→ ЗАДАНИЕ
Перепишите все приведённые ниже записи слово в слово, не включая в ответ изображения.

→ ИСХОДНЫЕ ЗАПИСИ
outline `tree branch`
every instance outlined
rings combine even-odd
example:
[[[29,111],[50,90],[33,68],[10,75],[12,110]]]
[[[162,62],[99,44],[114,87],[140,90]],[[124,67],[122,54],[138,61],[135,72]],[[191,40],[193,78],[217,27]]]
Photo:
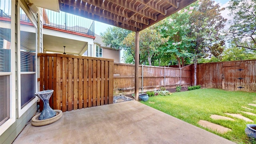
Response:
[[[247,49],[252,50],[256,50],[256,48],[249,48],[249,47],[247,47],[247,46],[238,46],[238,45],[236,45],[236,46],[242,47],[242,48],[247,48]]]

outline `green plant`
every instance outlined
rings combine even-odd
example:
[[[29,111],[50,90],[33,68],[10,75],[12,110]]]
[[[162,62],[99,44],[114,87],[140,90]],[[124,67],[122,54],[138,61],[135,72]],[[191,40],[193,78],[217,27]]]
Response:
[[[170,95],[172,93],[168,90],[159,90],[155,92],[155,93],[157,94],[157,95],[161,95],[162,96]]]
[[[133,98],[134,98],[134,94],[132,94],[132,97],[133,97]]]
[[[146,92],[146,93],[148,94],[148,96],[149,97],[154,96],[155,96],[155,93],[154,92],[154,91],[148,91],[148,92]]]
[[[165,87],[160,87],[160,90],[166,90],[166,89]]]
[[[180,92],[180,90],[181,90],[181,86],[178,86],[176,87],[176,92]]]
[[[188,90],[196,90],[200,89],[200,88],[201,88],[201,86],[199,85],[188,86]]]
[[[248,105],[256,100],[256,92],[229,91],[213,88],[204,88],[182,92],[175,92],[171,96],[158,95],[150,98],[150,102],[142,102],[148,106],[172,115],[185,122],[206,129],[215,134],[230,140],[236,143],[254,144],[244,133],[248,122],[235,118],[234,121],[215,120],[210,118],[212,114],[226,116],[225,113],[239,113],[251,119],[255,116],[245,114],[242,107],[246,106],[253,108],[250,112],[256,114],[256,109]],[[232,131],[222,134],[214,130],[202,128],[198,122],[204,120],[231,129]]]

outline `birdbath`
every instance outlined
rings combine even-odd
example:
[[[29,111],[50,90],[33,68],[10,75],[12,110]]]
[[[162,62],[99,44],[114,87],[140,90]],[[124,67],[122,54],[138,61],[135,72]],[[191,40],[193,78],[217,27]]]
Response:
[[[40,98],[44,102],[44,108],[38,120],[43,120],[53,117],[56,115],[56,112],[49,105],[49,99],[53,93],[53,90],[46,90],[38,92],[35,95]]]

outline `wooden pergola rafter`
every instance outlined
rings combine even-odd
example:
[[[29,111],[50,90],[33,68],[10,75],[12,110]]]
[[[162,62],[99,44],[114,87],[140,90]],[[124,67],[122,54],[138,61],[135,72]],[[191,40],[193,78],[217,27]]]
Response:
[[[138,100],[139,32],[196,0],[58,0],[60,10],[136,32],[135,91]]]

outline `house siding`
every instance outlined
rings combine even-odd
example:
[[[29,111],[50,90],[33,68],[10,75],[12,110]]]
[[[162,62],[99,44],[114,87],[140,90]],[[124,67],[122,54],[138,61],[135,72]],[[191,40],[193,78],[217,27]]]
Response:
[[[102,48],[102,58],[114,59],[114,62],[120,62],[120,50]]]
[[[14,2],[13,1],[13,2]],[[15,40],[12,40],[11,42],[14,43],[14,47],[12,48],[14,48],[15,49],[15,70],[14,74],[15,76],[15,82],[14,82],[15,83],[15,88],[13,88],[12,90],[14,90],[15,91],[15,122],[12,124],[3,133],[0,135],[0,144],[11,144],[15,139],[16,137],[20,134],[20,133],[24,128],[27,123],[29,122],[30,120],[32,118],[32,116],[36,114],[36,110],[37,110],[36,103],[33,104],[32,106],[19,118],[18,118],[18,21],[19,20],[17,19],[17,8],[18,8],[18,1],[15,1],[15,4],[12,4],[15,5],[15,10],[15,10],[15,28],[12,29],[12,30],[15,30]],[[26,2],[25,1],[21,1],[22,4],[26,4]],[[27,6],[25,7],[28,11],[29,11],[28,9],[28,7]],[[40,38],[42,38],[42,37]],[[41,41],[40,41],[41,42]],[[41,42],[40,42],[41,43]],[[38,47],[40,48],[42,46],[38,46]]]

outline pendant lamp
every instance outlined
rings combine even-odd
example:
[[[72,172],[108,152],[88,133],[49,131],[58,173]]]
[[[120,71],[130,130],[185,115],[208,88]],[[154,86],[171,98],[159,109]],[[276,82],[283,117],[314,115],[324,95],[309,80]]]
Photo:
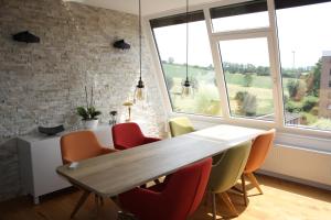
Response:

→ ОТВЕТ
outline `tree branch`
every instance outlined
rings combine even-odd
example:
[[[29,111],[50,90],[33,68],[10,75],[12,110]]]
[[[162,62],[99,44],[114,87],[140,90]],[[124,67],[122,54],[138,61],[135,72]],[[191,40],[193,78],[217,27]]]
Photo:
Response:
[[[247,49],[252,50],[256,50],[256,48],[249,48],[249,47],[247,47],[247,46],[238,46],[238,45],[236,45],[236,46],[242,47],[242,48],[247,48]]]

outline `green plant`
every instance outlined
rings combine even-odd
example:
[[[29,111],[50,90],[33,68],[10,75],[12,110]]]
[[[162,62],[99,44],[114,87],[140,90]],[[124,67],[122,54],[138,61],[135,72]],[[191,40],[193,78],[217,27]]]
Response:
[[[170,95],[172,93],[168,90],[159,90],[155,92],[155,93],[157,94],[157,95],[161,95],[162,96]]]
[[[133,98],[134,98],[134,94],[132,94],[132,97],[133,97]]]
[[[146,92],[146,93],[148,94],[148,96],[149,97],[154,96],[155,96],[155,93],[154,92],[154,91],[148,91],[148,92]]]
[[[165,87],[160,87],[160,90],[166,90],[166,89]]]
[[[180,92],[180,90],[181,90],[181,86],[178,86],[176,87],[176,92]]]
[[[188,90],[196,90],[200,89],[200,88],[201,88],[201,86],[199,85],[188,86]]]
[[[248,105],[256,100],[256,92],[229,91],[213,88],[204,88],[182,92],[175,92],[171,96],[158,95],[150,98],[150,102],[142,102],[148,106],[172,115],[185,122],[206,129],[215,134],[230,140],[236,143],[254,144],[244,133],[248,122],[235,118],[234,121],[215,120],[210,118],[212,114],[226,116],[225,113],[239,113],[251,119],[255,116],[245,114],[242,107],[246,106],[253,108],[250,112],[256,114],[256,109]],[[232,131],[222,134],[214,130],[202,128],[198,122],[204,120],[231,129]]]

outline `birdbath`
every instance outlined
rings combine even-odd
example:
[[[29,111],[50,90],[33,68],[10,75],[12,110]]]
[[[162,62],[99,44],[114,87],[140,90]],[[124,67],[122,54],[138,61],[135,72]],[[191,40],[193,78],[217,27]]]
Response:
[[[40,98],[44,102],[44,108],[38,120],[43,120],[53,117],[56,115],[56,112],[49,105],[49,99],[53,93],[53,90],[46,90],[38,92],[35,95]]]

outline `wooden pergola rafter`
every instance outlined
rings combine even-odd
example:
[[[29,111],[50,90],[33,68],[10,75],[12,110]]]
[[[162,62],[99,44],[114,87],[140,90]],[[124,67],[122,54],[138,61],[135,72]],[[191,40],[193,78],[217,27]]]
Response:
[[[138,100],[139,32],[196,0],[58,0],[60,10],[136,32],[135,91]]]

outline `house siding`
every instance outlined
rings combine even-odd
example:
[[[29,111],[50,90],[33,68],[10,75],[12,110]]]
[[[162,62],[99,44],[114,87],[140,90]],[[124,67],[122,54],[138,61],[135,72]],[[191,40],[193,78],[217,27]]]
Response:
[[[102,48],[102,58],[114,59],[114,62],[120,62],[120,50]]]
[[[14,2],[13,1],[13,2]],[[15,40],[12,40],[11,42],[14,43],[14,47],[12,48],[14,48],[15,49],[15,70],[14,74],[15,76],[15,82],[14,82],[15,83],[15,88],[13,88],[12,90],[14,90],[15,91],[15,122],[12,124],[3,133],[0,135],[0,144],[11,144],[15,139],[16,137],[20,134],[20,133],[24,128],[27,123],[29,122],[30,120],[32,118],[32,116],[36,114],[36,110],[37,110],[36,103],[33,104],[32,106],[19,118],[18,118],[18,21],[19,20],[17,19],[17,8],[18,8],[18,1],[15,1],[15,4],[12,4],[15,5],[15,10],[15,10],[15,28],[12,29],[12,30],[15,30]],[[26,2],[25,1],[21,1],[22,4],[26,4]],[[27,6],[25,7],[28,11],[29,11],[28,9],[28,7]],[[40,38],[42,38],[42,37]],[[41,41],[40,41],[41,42]],[[41,42],[40,42],[41,43]],[[38,47],[40,48],[42,46],[38,46]]]

outline pendant lamp
every instance outlined
rings combine even-odd
example:
[[[72,172],[108,152],[88,133],[49,131],[58,173]]]
[[[120,71],[130,130],[185,115],[208,88]],[[154,86],[171,98],[159,109]],[[276,82],[283,117],[314,115],[324,95],[309,80]]]
Photo:
Response:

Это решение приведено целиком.